• [Your objective]
Where does the string "platform" occur in the entries below? Copy every line where it does.

(Beginning of Input data)

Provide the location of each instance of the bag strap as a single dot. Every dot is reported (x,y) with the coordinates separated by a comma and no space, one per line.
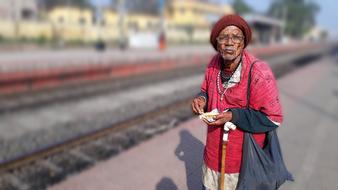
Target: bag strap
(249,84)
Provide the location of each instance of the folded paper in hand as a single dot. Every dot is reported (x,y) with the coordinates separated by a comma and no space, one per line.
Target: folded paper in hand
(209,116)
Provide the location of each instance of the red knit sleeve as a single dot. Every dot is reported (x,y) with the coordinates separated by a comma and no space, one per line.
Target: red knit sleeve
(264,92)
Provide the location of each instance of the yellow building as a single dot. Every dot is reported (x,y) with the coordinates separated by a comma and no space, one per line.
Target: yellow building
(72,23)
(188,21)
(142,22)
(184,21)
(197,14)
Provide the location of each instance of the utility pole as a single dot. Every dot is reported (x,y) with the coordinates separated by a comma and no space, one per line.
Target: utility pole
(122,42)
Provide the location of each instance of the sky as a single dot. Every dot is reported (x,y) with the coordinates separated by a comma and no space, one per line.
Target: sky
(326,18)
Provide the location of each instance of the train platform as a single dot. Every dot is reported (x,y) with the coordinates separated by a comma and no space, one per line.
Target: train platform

(End of Input data)
(Beginning of Input data)

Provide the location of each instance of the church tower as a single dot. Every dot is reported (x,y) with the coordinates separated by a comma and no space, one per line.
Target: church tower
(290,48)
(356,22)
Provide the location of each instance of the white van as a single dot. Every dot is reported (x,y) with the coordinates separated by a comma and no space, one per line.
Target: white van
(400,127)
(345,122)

(End of Input data)
(Beginning of Input data)

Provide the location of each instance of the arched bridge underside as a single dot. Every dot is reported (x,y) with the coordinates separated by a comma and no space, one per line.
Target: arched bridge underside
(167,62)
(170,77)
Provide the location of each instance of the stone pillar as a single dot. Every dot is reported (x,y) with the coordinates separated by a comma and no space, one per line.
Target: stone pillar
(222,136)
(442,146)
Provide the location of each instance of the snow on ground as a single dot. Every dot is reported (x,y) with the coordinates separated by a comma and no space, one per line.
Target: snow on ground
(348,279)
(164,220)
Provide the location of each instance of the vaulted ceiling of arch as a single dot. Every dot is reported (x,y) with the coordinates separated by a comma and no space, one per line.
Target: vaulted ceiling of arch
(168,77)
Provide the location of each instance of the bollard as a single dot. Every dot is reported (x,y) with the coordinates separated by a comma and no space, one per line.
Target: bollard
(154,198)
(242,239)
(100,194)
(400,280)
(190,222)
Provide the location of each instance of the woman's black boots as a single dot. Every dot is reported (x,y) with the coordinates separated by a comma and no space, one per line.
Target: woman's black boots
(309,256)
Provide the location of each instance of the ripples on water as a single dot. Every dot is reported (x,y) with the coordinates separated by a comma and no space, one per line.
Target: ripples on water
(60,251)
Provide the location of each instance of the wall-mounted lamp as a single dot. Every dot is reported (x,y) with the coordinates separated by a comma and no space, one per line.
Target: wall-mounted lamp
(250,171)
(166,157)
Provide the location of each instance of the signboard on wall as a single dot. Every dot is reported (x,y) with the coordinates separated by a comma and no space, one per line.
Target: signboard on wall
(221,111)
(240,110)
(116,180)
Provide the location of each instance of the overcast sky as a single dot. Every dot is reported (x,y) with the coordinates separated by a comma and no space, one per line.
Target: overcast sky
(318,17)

(End of Input data)

• [Exercise output]
Provide the location of each instance of the train platform as a single dot. Every dot is reported (x,y) with the coordinates separated by a comma and no space, one per line.
Target: train platform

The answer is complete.